*** Input data Section Begins ***

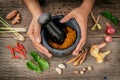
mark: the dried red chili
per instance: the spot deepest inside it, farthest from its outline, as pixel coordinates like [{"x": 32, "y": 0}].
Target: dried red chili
[
  {"x": 21, "y": 52},
  {"x": 12, "y": 51}
]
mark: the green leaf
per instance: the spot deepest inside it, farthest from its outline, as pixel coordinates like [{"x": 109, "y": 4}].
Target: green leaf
[
  {"x": 35, "y": 56},
  {"x": 108, "y": 15},
  {"x": 43, "y": 64},
  {"x": 32, "y": 66}
]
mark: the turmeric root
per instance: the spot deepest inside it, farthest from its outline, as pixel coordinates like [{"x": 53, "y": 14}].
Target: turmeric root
[
  {"x": 101, "y": 56},
  {"x": 94, "y": 51},
  {"x": 73, "y": 59},
  {"x": 17, "y": 19},
  {"x": 11, "y": 14},
  {"x": 79, "y": 60}
]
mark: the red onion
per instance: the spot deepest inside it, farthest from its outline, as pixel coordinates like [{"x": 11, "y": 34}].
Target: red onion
[
  {"x": 108, "y": 38},
  {"x": 110, "y": 30}
]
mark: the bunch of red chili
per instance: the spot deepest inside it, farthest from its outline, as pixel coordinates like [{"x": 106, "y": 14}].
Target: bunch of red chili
[{"x": 19, "y": 49}]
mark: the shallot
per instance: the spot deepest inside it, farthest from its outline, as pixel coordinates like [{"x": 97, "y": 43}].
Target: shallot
[
  {"x": 108, "y": 38},
  {"x": 110, "y": 30}
]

*** Input data Section Ends ***

## To do
Return the material above verbatim. Pictures are to be excluded.

## Response for this exercise
mark: the dried red chili
per instance: the spot deepest inside it, farthest from its outline, as pixel coordinates like [{"x": 32, "y": 0}].
Target: dried red chili
[
  {"x": 21, "y": 52},
  {"x": 12, "y": 51}
]
mark: the green leaf
per instance: the spot deepest inside it, farthest from its outline, as pixel coordinates like [{"x": 109, "y": 4}].
Target: green leaf
[
  {"x": 35, "y": 56},
  {"x": 108, "y": 15},
  {"x": 43, "y": 64},
  {"x": 32, "y": 66}
]
mark: the turmeric root
per instance: the spot deepest inside it, farthest from its outline, as pixel coordinates like [{"x": 53, "y": 14}].
Target: turmeric root
[
  {"x": 101, "y": 56},
  {"x": 94, "y": 51},
  {"x": 73, "y": 59},
  {"x": 17, "y": 19},
  {"x": 11, "y": 14},
  {"x": 79, "y": 60}
]
mark: the red onion
per instance: the spot deepest inside it, farthest from its outline, as pixel coordinates like [{"x": 11, "y": 34}].
Target: red onion
[
  {"x": 108, "y": 38},
  {"x": 110, "y": 30}
]
mark: the bunch of red chili
per instance: the spot deepest inside it, farthest from its outline, as pixel coordinates like [{"x": 106, "y": 14}].
Target: bunch of red chili
[{"x": 19, "y": 49}]
mark: the shallot
per instance: the spot deepest inside it, farthest from its outline, as pixel coordinates like [{"x": 97, "y": 43}].
Target: shallot
[
  {"x": 108, "y": 38},
  {"x": 110, "y": 30}
]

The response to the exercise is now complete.